» **Input data**
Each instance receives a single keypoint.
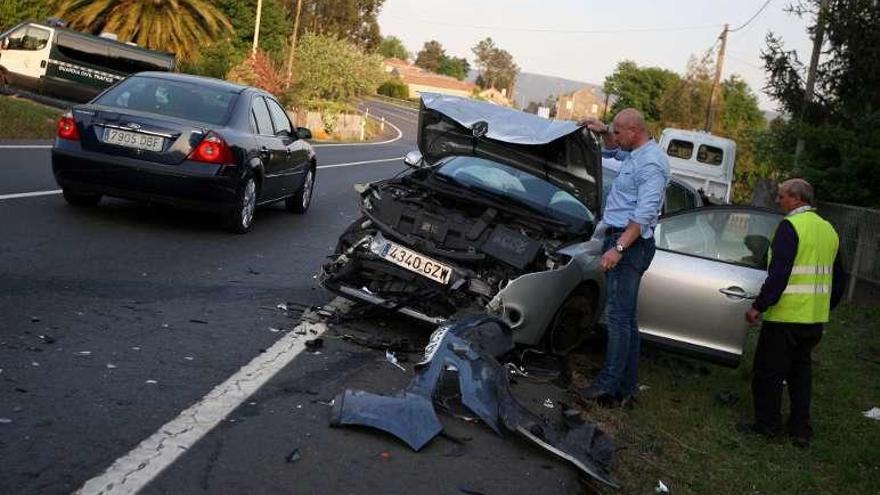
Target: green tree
(328, 68)
(391, 46)
(430, 56)
(14, 11)
(841, 127)
(455, 67)
(685, 101)
(641, 88)
(178, 26)
(352, 20)
(496, 66)
(275, 27)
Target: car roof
(211, 82)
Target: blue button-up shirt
(639, 190)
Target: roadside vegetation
(24, 119)
(682, 431)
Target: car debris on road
(468, 349)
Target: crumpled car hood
(558, 151)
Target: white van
(701, 159)
(68, 64)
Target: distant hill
(537, 87)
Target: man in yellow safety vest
(804, 283)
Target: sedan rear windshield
(171, 98)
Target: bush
(259, 70)
(327, 68)
(394, 88)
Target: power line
(753, 17)
(557, 30)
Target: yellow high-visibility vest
(807, 296)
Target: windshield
(170, 98)
(517, 186)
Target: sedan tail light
(67, 127)
(213, 149)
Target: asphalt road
(113, 320)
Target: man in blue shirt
(630, 215)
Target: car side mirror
(480, 128)
(414, 159)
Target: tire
(82, 200)
(241, 219)
(299, 202)
(574, 321)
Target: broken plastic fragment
(294, 455)
(484, 389)
(391, 358)
(873, 413)
(315, 344)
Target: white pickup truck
(701, 159)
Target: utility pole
(811, 78)
(719, 67)
(293, 41)
(257, 27)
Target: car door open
(709, 266)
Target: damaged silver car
(495, 217)
(498, 217)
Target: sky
(585, 39)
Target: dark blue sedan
(185, 141)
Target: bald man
(630, 215)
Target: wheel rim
(571, 324)
(307, 189)
(248, 203)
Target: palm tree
(178, 26)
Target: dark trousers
(784, 353)
(620, 374)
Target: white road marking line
(335, 165)
(390, 114)
(133, 471)
(29, 195)
(350, 164)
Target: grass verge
(23, 119)
(682, 430)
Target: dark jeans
(620, 375)
(784, 353)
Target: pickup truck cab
(703, 160)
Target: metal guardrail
(859, 232)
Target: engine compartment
(486, 243)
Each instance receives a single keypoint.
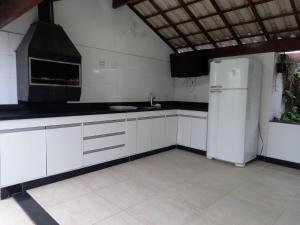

» **Brief**
Once you reach the line containing "Target: car door open", print it and every line after it exactly, through the end of the entries, without any pictures.

» **Answer section**
Target: car door open
(709, 266)
Target: damaged silver car
(495, 217)
(498, 217)
Target: sky
(585, 39)
Target: dark blue sedan
(185, 141)
Target: bald man
(630, 215)
Target: wheel rim
(571, 324)
(307, 189)
(248, 203)
Target: palm tree
(178, 26)
Target: dark trousers
(784, 353)
(620, 374)
Target: white road marking line
(335, 165)
(390, 114)
(133, 471)
(29, 195)
(350, 164)
Target: grass verge
(23, 119)
(682, 430)
Target: dark jeans
(620, 375)
(784, 353)
Target: pickup truck cab
(703, 160)
Target: metal guardrail
(859, 232)
Target: engine compartment
(486, 243)
Each instance receives a single keypoint.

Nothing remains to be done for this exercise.